More Boomerang fixes

Rob Riggs rob@devilsthumb.com
Tue Jul 7 10:22:33 1998


This is a multi-part message in MIME format.
--------------7E8B8744F448795110F28949
Content-Type: text/plain; charset=us-ascii
Content-Transfer-Encoding: 7bit

After a decent night's sleep and a few helpful replies
to my last post, I've come up with a new and improved
Boomerang patch. This patch is against 3c59x.c version
.99E, as included with the 2.0.34 kernel.

This patch should fix some of the major problems that
many with 3c90x "boomerang" cards are seeing. In
particular, it should fix the "skput:over" kernel
panics that many, including myself, are experiencing.

This patch does four things. It adds a check for NULL
skb pointers, removes the 'rx_work_limit' variable and
broken (off by one) check for available ring buffer
skbs, logs a warning if the driver fails to allocate
an skb for the ring buffer, and fixes a problem with
the ring buffer counters overflowing.

__ENTRIES SHOWN__
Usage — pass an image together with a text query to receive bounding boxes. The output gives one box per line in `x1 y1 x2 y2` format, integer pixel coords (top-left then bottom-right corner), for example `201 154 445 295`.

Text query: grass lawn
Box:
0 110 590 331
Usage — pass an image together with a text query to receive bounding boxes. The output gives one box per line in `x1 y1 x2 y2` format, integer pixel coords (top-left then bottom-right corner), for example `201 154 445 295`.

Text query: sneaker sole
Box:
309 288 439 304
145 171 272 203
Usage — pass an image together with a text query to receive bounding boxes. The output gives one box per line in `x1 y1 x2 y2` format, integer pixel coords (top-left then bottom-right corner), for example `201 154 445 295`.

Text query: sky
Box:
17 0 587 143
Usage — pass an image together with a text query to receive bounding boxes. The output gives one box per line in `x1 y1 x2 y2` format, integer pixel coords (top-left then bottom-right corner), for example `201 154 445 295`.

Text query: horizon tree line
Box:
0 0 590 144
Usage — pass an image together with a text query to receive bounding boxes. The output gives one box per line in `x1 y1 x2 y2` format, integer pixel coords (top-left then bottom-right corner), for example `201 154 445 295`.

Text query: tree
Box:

--

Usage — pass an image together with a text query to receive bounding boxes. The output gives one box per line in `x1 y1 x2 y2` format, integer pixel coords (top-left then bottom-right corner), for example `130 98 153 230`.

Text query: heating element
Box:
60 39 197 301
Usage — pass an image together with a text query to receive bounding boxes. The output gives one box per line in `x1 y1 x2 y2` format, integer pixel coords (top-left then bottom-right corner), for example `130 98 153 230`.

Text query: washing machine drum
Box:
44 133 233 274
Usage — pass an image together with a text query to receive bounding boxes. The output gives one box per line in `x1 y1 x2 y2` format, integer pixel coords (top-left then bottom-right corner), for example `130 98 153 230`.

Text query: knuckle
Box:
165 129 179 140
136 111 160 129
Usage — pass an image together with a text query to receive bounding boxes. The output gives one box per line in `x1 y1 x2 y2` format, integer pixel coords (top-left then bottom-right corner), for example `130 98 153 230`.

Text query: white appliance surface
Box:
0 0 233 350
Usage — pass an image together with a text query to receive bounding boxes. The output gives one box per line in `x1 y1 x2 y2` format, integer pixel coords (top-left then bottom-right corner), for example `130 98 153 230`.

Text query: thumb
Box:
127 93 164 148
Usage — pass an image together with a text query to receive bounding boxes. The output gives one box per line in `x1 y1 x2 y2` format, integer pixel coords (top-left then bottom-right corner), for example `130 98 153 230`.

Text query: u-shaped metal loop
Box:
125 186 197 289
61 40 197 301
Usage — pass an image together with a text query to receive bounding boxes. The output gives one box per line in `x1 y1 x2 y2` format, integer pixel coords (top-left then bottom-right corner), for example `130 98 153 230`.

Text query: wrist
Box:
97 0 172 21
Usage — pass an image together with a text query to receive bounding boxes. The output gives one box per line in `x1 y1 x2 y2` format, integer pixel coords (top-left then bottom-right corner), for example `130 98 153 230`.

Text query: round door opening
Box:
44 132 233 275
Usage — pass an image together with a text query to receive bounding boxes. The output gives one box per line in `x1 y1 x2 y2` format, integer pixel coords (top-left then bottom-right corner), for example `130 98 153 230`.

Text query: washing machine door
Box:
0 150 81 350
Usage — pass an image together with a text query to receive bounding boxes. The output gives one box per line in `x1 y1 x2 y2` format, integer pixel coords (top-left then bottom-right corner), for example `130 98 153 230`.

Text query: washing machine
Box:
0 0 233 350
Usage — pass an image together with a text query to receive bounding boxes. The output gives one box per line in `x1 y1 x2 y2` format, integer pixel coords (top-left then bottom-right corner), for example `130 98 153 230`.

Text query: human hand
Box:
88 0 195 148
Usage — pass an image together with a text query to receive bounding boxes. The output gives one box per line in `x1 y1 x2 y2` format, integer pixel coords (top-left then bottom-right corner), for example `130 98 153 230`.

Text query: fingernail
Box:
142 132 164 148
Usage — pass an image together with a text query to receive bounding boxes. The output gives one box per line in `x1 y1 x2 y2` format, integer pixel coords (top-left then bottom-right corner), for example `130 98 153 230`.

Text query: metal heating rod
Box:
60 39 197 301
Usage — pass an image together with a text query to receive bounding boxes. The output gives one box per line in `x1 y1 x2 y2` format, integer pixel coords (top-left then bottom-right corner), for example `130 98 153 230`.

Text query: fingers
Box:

...

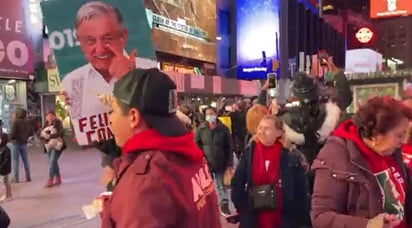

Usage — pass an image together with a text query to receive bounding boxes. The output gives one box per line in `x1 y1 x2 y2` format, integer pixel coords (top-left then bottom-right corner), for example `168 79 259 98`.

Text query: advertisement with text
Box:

__REQUEST__
Resume the post about the Boomerang driver patch, picking up after its final sentence.

__RESPONSE TO THE EXERCISE__
The second and fourth items are probably the cause of
the major instability that most people have been having
with the boomerang cards. The first item removes the
need for the broken check, since if the skb pointer is
NULL, we've exceeded our "rx_work_limit". The third
item is for debugging purposes.

The "off by one" error can cause a call to skb_put
with a NULL skb pointer. When the buffer counter
overflows, the ring buffer will no longer be filled,
because the for() loop conditional used for refilling
the ring buffer will always fail, causing the a call
to skb_put with a NULL skb pointer once all of the skbs
are used. Both of these can (will?) cause a kernel panic.

As a point of reference, judging by current usage on
my 10BaseT network, it would take 200 days to cause
the buffer counters to overflow. On a similarly loaded
100BaseT nework it would take only 20 days.

The "off by one" error is most likely the cause of the
problem I have been having. The kernel panics only occur
during periods of high network activity (20GB nightly
backups accross the network -- a very busy network and
a very busy server). This makes sense, since it should
only be triggered when we have more than RX_RING_SIZE
frames to deal with at one time.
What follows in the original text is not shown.